_Given entries_.

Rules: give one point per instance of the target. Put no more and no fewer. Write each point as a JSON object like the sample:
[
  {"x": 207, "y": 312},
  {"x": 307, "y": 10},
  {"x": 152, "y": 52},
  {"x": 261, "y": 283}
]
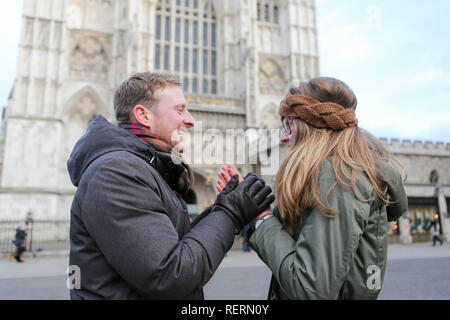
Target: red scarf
[
  {"x": 177, "y": 174},
  {"x": 144, "y": 134}
]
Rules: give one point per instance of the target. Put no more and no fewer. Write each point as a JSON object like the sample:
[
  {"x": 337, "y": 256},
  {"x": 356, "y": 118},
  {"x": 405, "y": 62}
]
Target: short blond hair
[{"x": 139, "y": 89}]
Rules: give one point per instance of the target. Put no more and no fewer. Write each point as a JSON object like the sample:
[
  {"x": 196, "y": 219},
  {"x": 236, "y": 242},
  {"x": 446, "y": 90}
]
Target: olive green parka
[{"x": 343, "y": 257}]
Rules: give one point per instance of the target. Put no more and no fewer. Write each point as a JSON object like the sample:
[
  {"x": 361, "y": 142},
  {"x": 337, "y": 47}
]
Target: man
[{"x": 130, "y": 234}]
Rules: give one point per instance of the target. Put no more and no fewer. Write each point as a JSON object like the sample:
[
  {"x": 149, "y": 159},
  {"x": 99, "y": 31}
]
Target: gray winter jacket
[{"x": 129, "y": 232}]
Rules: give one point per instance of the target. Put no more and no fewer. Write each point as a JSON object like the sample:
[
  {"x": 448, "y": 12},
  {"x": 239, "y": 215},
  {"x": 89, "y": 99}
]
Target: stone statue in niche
[
  {"x": 89, "y": 57},
  {"x": 271, "y": 79}
]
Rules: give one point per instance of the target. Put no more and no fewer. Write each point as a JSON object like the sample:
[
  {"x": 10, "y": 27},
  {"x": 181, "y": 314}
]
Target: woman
[{"x": 336, "y": 192}]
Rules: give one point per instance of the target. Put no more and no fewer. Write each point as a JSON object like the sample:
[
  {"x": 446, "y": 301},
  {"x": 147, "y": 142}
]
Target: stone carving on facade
[
  {"x": 271, "y": 77},
  {"x": 269, "y": 117},
  {"x": 43, "y": 34},
  {"x": 28, "y": 35},
  {"x": 89, "y": 58}
]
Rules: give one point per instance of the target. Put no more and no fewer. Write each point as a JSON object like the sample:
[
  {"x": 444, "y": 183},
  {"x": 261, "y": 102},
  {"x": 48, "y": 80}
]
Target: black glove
[{"x": 244, "y": 202}]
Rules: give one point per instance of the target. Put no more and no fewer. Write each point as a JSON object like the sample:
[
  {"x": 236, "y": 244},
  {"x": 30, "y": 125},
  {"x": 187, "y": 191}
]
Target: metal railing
[{"x": 42, "y": 235}]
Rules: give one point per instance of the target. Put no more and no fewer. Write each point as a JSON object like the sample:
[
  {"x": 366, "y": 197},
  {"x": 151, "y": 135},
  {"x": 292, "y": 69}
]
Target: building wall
[{"x": 73, "y": 55}]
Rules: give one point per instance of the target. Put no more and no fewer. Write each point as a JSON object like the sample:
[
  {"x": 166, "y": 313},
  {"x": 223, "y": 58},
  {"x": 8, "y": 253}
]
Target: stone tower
[{"x": 236, "y": 60}]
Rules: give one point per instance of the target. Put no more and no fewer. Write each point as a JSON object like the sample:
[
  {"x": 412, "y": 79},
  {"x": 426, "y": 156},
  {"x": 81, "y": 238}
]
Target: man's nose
[{"x": 189, "y": 120}]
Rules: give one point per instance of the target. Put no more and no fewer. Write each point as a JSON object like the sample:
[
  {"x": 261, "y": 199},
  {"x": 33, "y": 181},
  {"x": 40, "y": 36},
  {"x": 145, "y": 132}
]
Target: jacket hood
[{"x": 100, "y": 138}]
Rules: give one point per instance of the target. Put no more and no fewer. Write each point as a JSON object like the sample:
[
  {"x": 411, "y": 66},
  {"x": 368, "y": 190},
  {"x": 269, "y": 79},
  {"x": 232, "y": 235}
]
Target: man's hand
[
  {"x": 225, "y": 176},
  {"x": 245, "y": 201}
]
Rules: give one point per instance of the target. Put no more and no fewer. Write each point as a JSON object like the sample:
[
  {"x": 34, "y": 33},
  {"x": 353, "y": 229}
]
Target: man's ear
[{"x": 142, "y": 115}]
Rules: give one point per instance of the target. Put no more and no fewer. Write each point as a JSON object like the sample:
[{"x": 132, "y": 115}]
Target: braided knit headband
[{"x": 326, "y": 115}]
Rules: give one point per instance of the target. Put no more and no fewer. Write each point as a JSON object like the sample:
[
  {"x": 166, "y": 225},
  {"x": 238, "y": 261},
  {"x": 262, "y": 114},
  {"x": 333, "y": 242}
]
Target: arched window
[
  {"x": 434, "y": 176},
  {"x": 186, "y": 40},
  {"x": 267, "y": 11}
]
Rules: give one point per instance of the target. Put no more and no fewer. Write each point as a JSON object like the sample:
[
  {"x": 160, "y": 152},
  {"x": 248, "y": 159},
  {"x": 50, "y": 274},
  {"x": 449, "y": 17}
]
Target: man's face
[{"x": 170, "y": 117}]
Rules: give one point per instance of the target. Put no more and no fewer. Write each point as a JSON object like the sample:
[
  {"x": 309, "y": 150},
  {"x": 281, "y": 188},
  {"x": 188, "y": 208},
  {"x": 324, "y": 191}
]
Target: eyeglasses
[{"x": 287, "y": 122}]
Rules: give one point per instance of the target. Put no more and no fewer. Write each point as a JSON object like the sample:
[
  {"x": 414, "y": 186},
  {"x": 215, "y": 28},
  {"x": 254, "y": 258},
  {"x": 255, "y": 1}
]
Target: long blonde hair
[{"x": 350, "y": 151}]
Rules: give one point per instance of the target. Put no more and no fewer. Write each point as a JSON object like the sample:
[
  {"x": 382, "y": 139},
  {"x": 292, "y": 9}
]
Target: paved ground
[{"x": 417, "y": 271}]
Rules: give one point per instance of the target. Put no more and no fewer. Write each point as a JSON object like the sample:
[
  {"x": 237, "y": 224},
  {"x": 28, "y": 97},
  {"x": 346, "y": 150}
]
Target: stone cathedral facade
[{"x": 235, "y": 58}]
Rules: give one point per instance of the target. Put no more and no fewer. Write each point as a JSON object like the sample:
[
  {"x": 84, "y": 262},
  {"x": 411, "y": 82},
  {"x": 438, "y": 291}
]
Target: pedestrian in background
[
  {"x": 435, "y": 231},
  {"x": 20, "y": 243}
]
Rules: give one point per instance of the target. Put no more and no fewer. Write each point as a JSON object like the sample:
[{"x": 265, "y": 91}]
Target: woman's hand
[
  {"x": 268, "y": 212},
  {"x": 225, "y": 176}
]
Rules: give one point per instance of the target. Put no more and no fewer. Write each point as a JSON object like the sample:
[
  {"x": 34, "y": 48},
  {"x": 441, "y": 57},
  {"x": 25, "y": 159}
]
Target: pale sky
[{"x": 395, "y": 54}]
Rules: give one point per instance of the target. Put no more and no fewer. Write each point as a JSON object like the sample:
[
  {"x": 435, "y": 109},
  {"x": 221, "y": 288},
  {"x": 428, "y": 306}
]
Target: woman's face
[{"x": 288, "y": 133}]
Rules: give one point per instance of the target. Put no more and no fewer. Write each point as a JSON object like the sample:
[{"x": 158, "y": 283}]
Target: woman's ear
[{"x": 142, "y": 115}]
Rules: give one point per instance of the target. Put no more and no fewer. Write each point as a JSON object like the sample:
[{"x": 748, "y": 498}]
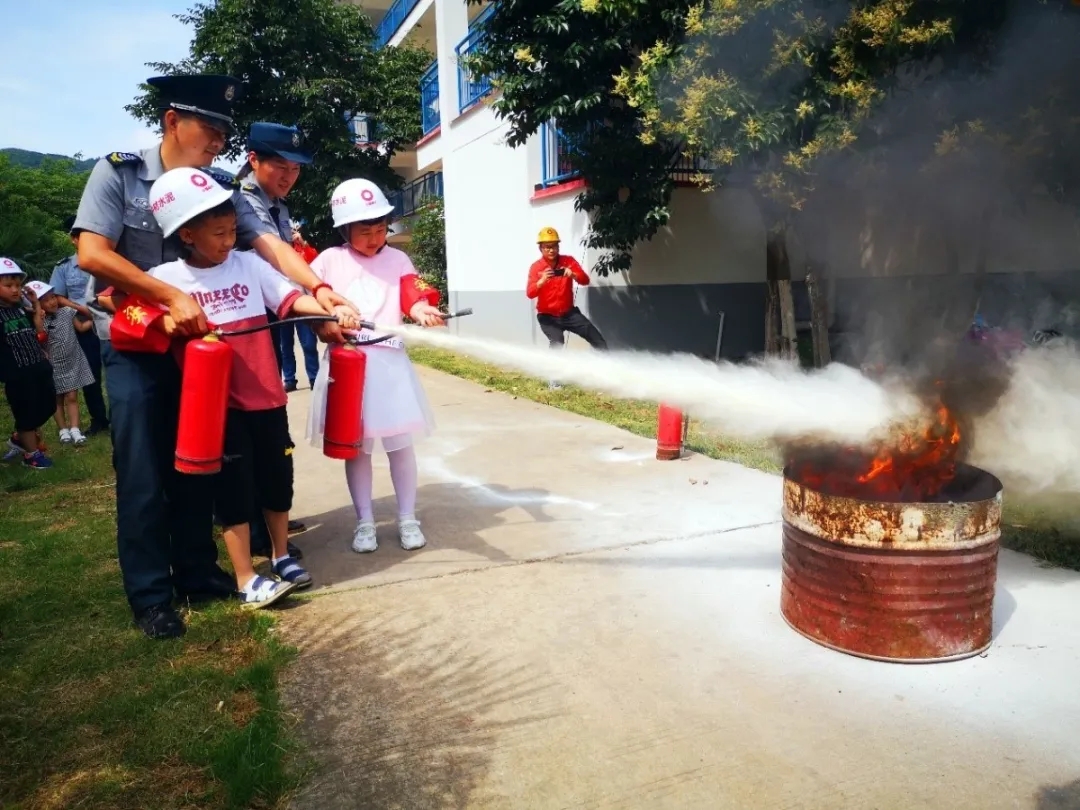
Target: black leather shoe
[
  {"x": 160, "y": 621},
  {"x": 201, "y": 596}
]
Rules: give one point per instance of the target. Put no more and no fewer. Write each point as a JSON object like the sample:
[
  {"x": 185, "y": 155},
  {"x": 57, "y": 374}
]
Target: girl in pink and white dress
[{"x": 383, "y": 285}]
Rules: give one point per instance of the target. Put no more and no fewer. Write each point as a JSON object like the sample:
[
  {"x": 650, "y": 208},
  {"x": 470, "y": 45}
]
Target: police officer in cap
[
  {"x": 164, "y": 520},
  {"x": 275, "y": 153},
  {"x": 73, "y": 283}
]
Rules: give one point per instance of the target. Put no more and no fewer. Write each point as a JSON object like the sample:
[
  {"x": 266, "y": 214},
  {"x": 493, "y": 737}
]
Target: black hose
[
  {"x": 271, "y": 324},
  {"x": 323, "y": 319}
]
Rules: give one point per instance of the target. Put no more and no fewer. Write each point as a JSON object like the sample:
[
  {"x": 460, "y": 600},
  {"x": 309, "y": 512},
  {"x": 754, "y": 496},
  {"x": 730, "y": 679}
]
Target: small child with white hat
[
  {"x": 24, "y": 367},
  {"x": 71, "y": 370}
]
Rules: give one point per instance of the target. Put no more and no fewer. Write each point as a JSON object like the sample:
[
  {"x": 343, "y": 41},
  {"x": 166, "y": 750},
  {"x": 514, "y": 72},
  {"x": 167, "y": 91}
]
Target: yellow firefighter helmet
[{"x": 548, "y": 234}]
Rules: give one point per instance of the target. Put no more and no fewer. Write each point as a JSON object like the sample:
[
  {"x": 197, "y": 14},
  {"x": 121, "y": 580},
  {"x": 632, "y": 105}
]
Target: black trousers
[
  {"x": 164, "y": 518},
  {"x": 95, "y": 401},
  {"x": 555, "y": 327},
  {"x": 260, "y": 535}
]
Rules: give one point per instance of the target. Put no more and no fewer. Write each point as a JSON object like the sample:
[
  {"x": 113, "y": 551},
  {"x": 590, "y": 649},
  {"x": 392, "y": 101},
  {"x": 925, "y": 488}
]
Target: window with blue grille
[
  {"x": 472, "y": 88},
  {"x": 429, "y": 98},
  {"x": 555, "y": 156},
  {"x": 417, "y": 193},
  {"x": 392, "y": 21}
]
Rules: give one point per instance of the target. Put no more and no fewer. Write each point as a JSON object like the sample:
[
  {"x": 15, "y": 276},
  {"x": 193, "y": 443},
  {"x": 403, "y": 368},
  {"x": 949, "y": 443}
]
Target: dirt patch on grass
[
  {"x": 242, "y": 707},
  {"x": 171, "y": 784},
  {"x": 227, "y": 657}
]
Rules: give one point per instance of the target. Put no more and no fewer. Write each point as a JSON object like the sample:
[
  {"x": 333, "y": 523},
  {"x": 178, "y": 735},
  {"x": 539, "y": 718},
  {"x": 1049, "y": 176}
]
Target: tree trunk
[
  {"x": 819, "y": 320},
  {"x": 779, "y": 274},
  {"x": 771, "y": 324}
]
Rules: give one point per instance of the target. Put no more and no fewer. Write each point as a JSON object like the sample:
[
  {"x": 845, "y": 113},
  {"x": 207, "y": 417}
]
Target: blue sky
[{"x": 68, "y": 68}]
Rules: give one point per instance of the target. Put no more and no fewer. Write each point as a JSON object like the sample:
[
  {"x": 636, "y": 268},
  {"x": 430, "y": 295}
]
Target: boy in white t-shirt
[{"x": 234, "y": 289}]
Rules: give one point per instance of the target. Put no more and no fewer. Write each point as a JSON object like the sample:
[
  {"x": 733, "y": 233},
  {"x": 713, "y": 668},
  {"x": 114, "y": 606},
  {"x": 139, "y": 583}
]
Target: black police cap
[
  {"x": 285, "y": 142},
  {"x": 207, "y": 95}
]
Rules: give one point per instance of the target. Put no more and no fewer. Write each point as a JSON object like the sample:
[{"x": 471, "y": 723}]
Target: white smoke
[
  {"x": 768, "y": 400},
  {"x": 1031, "y": 437}
]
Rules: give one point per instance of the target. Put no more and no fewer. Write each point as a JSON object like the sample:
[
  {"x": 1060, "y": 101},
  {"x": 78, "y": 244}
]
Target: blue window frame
[
  {"x": 471, "y": 89},
  {"x": 429, "y": 98},
  {"x": 412, "y": 198},
  {"x": 392, "y": 21},
  {"x": 555, "y": 156}
]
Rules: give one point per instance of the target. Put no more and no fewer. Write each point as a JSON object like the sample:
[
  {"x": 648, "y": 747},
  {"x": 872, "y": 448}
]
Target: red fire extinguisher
[
  {"x": 669, "y": 433},
  {"x": 204, "y": 400},
  {"x": 342, "y": 433}
]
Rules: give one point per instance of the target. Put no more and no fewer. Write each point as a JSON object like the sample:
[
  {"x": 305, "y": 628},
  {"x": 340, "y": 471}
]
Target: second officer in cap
[
  {"x": 164, "y": 523},
  {"x": 275, "y": 153}
]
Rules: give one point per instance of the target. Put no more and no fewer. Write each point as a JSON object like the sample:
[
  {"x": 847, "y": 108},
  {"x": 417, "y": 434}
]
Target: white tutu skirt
[{"x": 395, "y": 407}]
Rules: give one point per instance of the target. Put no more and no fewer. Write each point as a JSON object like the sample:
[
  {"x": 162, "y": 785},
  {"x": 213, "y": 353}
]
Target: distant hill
[{"x": 31, "y": 160}]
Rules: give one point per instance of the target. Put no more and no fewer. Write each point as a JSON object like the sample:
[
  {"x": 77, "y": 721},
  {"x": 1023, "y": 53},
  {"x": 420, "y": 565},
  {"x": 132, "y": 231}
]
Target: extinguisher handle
[{"x": 270, "y": 325}]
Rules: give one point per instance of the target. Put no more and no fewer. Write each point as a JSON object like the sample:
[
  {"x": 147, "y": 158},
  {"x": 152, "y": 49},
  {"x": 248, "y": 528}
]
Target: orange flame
[{"x": 914, "y": 467}]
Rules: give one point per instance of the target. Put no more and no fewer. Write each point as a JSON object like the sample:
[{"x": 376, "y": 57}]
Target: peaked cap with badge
[
  {"x": 279, "y": 140},
  {"x": 207, "y": 95}
]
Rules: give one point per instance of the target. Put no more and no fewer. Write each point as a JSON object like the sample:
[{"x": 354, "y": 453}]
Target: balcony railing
[
  {"x": 392, "y": 21},
  {"x": 471, "y": 89},
  {"x": 686, "y": 169},
  {"x": 555, "y": 149},
  {"x": 412, "y": 198},
  {"x": 429, "y": 98}
]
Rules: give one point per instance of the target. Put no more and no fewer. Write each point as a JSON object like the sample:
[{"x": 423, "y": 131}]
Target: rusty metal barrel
[{"x": 901, "y": 582}]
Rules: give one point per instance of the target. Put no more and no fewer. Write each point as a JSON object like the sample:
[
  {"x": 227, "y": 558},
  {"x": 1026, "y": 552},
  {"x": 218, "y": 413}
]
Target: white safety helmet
[
  {"x": 8, "y": 267},
  {"x": 359, "y": 201},
  {"x": 181, "y": 194}
]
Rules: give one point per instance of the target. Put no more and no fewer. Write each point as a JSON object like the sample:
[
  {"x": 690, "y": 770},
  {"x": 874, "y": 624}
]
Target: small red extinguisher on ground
[
  {"x": 669, "y": 433},
  {"x": 342, "y": 433},
  {"x": 204, "y": 402}
]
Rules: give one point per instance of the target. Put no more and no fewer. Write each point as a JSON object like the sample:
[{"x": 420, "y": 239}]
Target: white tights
[{"x": 403, "y": 473}]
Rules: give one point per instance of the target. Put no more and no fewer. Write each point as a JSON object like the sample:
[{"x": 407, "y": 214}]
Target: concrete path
[{"x": 592, "y": 629}]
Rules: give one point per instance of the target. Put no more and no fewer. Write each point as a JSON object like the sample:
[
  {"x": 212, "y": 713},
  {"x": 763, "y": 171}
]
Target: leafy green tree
[
  {"x": 428, "y": 247},
  {"x": 553, "y": 59},
  {"x": 312, "y": 64},
  {"x": 34, "y": 204},
  {"x": 775, "y": 96}
]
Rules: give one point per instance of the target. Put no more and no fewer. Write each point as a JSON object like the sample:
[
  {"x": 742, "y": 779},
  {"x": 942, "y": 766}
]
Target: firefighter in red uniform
[{"x": 551, "y": 283}]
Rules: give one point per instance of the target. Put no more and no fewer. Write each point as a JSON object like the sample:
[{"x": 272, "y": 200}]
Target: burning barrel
[{"x": 878, "y": 574}]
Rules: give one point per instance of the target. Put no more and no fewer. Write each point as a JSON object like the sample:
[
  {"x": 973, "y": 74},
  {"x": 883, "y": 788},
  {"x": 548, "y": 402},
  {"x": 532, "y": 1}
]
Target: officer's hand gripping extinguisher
[{"x": 204, "y": 402}]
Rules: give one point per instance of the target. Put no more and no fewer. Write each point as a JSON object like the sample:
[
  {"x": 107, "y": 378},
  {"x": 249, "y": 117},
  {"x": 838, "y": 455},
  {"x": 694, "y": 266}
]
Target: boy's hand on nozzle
[
  {"x": 332, "y": 301},
  {"x": 328, "y": 332},
  {"x": 348, "y": 318},
  {"x": 187, "y": 315},
  {"x": 424, "y": 314}
]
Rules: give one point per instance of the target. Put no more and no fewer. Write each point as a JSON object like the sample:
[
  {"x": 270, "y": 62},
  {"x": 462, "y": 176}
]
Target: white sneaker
[
  {"x": 363, "y": 538},
  {"x": 408, "y": 531}
]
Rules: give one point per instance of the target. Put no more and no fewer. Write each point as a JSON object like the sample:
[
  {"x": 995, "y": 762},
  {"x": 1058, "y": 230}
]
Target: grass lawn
[
  {"x": 1045, "y": 531},
  {"x": 93, "y": 714}
]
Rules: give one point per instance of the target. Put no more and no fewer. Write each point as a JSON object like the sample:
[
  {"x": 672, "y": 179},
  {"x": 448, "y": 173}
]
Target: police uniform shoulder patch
[
  {"x": 119, "y": 159},
  {"x": 223, "y": 178}
]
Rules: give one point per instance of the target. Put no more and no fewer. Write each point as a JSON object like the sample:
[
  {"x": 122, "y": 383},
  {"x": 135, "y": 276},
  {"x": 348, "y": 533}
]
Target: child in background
[
  {"x": 235, "y": 288},
  {"x": 382, "y": 283},
  {"x": 24, "y": 367},
  {"x": 71, "y": 370}
]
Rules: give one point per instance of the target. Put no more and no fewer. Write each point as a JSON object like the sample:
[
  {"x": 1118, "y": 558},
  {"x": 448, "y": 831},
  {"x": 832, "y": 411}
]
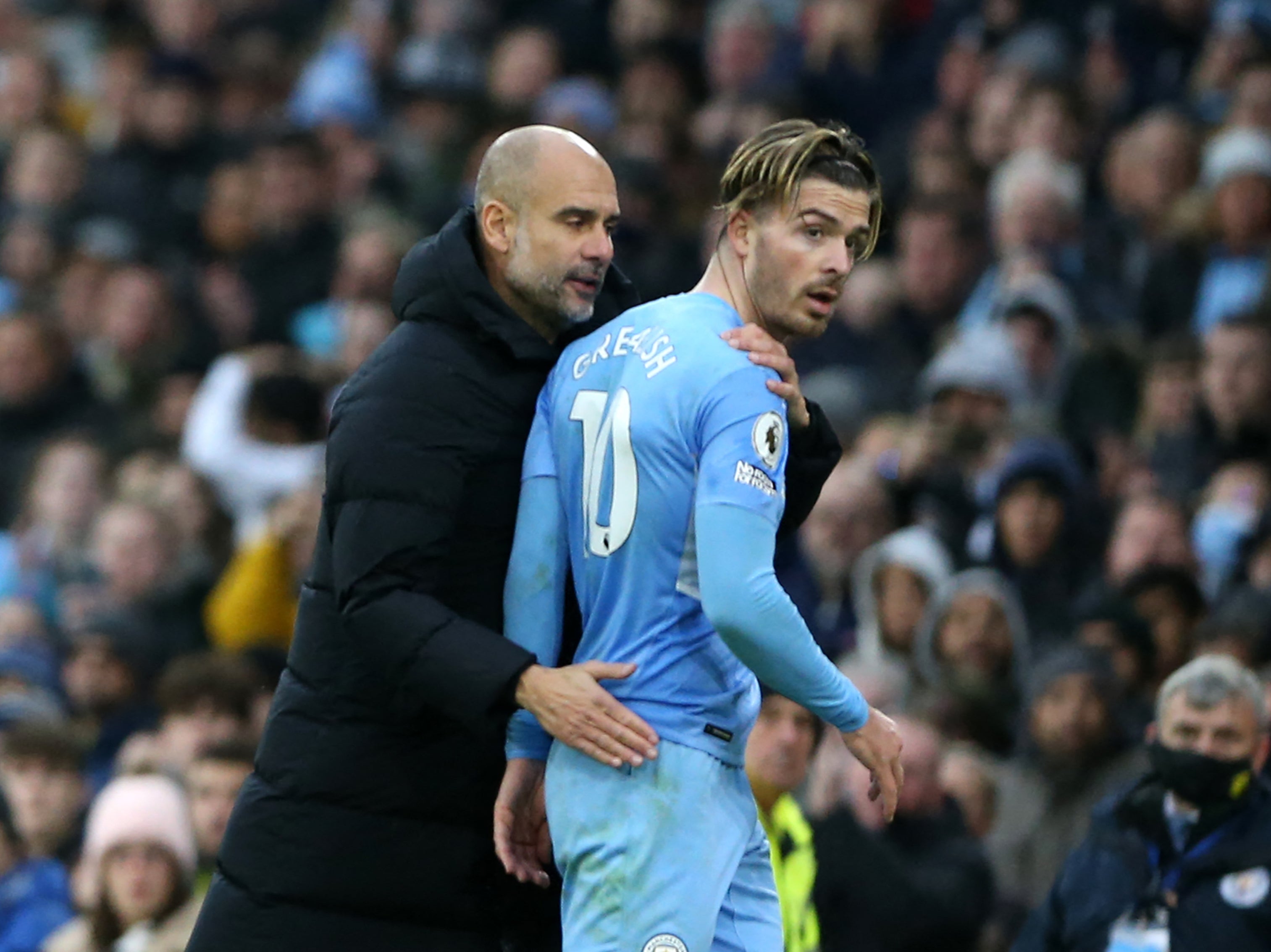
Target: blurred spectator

_Exercise goal_.
State only the number of lines in the rows above that contain the word "jacket".

_The answer_.
2